▶ **Given records**
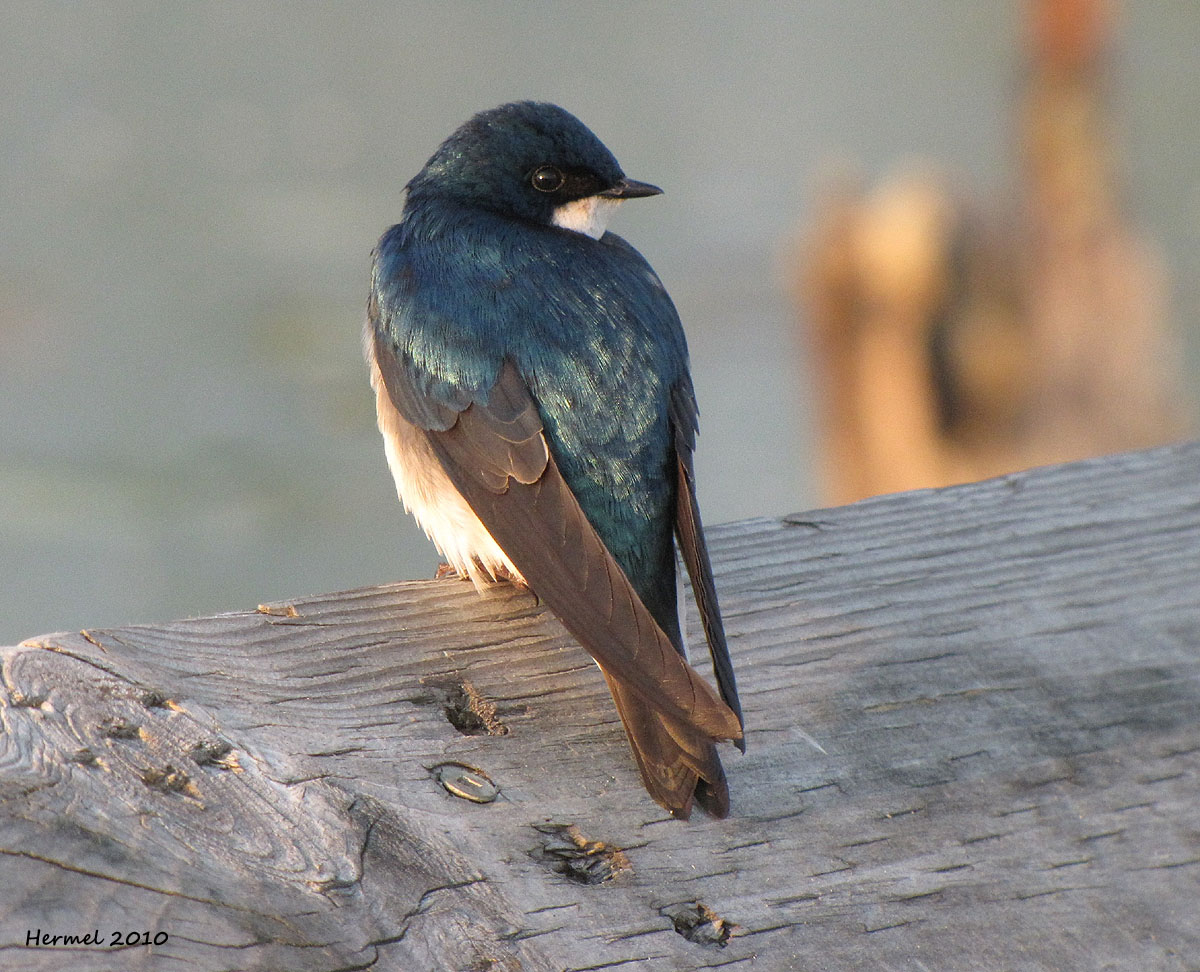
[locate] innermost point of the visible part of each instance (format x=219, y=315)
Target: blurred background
x=913, y=241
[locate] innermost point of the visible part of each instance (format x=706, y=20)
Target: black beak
x=629, y=189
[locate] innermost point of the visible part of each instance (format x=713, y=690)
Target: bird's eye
x=547, y=179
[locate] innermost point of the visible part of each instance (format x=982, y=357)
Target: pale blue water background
x=189, y=195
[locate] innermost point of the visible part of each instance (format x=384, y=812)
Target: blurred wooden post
x=948, y=351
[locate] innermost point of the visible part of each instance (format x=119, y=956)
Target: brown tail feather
x=678, y=763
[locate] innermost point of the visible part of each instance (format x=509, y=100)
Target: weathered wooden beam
x=973, y=744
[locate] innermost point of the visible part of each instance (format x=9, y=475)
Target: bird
x=534, y=395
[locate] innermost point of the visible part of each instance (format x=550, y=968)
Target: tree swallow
x=533, y=393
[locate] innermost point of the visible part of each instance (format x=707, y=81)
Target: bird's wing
x=495, y=451
x=690, y=535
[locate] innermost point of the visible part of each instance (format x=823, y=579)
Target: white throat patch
x=588, y=215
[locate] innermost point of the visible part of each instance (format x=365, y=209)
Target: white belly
x=429, y=495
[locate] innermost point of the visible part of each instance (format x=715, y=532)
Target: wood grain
x=972, y=744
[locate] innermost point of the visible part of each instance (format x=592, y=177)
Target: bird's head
x=532, y=161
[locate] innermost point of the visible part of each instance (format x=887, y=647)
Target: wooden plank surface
x=972, y=744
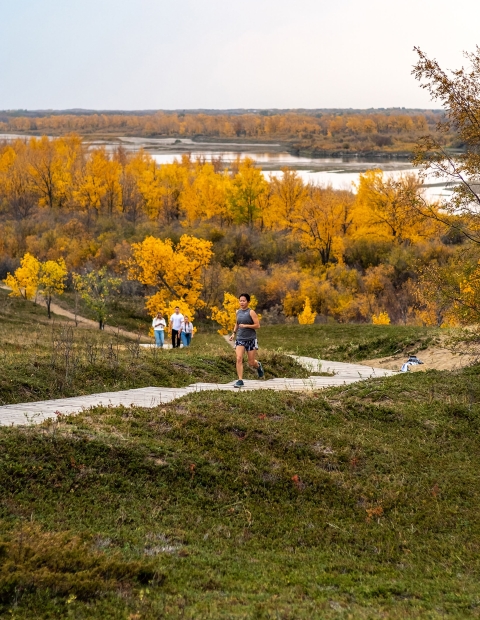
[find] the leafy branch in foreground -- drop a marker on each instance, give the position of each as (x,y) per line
(459,94)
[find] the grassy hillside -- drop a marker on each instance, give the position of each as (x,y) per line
(357,502)
(44,359)
(347,342)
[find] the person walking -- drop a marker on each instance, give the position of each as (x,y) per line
(176,326)
(246,339)
(159,326)
(186,333)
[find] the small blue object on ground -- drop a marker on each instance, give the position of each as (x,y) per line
(412,361)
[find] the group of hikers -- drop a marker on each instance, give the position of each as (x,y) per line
(244,335)
(179,326)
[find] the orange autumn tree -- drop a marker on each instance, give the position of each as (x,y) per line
(172,271)
(387,208)
(205,197)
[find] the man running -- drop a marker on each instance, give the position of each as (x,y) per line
(246,338)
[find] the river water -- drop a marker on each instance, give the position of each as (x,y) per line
(338,172)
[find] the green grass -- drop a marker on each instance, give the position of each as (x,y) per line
(356,502)
(42,359)
(126,312)
(347,342)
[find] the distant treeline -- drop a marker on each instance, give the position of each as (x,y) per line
(362,131)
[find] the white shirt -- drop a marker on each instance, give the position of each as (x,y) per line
(158,324)
(176,320)
(187,328)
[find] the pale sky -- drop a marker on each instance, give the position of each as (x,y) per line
(184,54)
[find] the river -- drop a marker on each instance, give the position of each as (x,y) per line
(338,172)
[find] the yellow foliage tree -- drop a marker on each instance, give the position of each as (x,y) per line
(321,219)
(226,316)
(52,280)
(51,164)
(386,208)
(174,272)
(288,194)
(307,316)
(245,193)
(24,282)
(205,198)
(381,318)
(161,188)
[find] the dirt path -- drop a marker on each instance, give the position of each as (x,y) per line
(59,311)
(437,358)
(342,374)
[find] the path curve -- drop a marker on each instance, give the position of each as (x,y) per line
(36,412)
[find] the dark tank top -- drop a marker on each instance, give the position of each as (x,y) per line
(245,333)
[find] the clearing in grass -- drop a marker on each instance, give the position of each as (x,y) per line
(360,502)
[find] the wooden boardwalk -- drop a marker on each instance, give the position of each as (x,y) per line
(36,412)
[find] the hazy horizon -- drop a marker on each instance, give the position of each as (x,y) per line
(206,54)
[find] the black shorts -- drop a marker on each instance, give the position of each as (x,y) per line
(250,345)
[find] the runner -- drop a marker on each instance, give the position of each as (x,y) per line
(246,338)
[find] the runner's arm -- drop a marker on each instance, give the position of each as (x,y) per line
(255,319)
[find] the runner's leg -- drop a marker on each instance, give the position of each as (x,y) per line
(239,351)
(252,362)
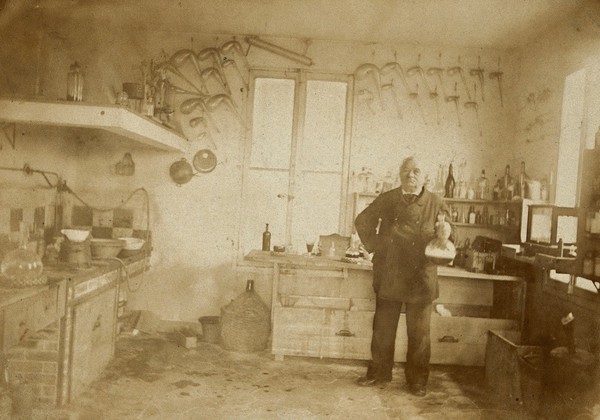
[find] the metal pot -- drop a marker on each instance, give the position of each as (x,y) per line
(181,172)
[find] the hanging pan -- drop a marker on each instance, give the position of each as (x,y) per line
(205,161)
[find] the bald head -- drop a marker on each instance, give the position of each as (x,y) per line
(412,177)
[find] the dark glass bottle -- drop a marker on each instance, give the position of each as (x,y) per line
(266,239)
(450,184)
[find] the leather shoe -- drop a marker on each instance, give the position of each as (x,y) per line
(417,390)
(366,381)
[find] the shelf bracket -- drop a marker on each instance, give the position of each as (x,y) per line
(10,132)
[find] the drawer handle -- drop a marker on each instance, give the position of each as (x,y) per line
(344,333)
(448,339)
(97,324)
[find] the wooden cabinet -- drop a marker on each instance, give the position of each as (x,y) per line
(325,308)
(31,313)
(92,344)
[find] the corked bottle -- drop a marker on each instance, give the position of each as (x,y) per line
(246,322)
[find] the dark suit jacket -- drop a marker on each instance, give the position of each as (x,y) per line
(401,271)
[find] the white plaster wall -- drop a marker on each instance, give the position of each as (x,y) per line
(195,226)
(543,67)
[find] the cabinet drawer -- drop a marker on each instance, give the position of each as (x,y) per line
(45,309)
(319,332)
(462,340)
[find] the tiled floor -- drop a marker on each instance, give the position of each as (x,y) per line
(152,378)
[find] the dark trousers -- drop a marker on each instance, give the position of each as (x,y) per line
(385,324)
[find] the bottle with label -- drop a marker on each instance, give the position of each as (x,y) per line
(75,83)
(266,239)
(507,185)
(472,215)
(520,188)
(482,186)
(365,180)
(450,184)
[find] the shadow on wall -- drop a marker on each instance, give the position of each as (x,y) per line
(185,293)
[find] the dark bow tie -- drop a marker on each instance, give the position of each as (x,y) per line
(410,198)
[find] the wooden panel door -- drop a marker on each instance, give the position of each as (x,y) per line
(92,344)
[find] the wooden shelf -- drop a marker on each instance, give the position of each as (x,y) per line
(482,226)
(112,118)
(484,202)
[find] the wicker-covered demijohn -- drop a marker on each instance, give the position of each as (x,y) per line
(246,322)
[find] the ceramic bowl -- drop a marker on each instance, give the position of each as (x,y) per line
(75,235)
(106,248)
(133,243)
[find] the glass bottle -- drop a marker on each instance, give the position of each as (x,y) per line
(266,239)
(521,184)
(365,179)
(482,186)
(507,184)
(497,189)
(472,215)
(450,184)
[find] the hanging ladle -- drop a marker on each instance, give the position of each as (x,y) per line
(473,105)
(479,73)
(498,76)
(457,69)
(370,71)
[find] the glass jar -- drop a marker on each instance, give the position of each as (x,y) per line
(588,264)
(21,264)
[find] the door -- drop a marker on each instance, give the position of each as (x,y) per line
(93,341)
(296,160)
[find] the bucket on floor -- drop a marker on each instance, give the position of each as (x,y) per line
(211,329)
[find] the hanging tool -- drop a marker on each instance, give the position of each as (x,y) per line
(394,72)
(434,95)
(276,49)
(390,73)
(366,96)
(232,49)
(458,69)
(189,105)
(216,58)
(415,96)
(454,98)
(418,70)
(209,72)
(439,73)
(389,87)
(473,105)
(370,72)
(498,76)
(479,73)
(215,101)
(177,60)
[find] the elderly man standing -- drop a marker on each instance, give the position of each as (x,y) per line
(396,227)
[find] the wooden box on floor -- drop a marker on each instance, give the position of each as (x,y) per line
(512,370)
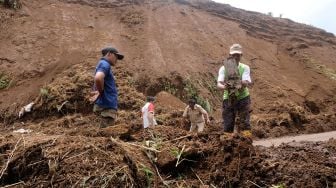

▶ **What needs to be done**
Copy out the rows word for word, starting at the first row and ending at the row that contains "x=629, y=189". Leave the pictures out.

▶ **Exercise answer**
[locate] innermost point of the visible part of each instance (format x=219, y=315)
Target: blurred background
x=913, y=241
[locate] innermost point of the visible part of each instance (format x=706, y=20)
Target: black beak
x=629, y=189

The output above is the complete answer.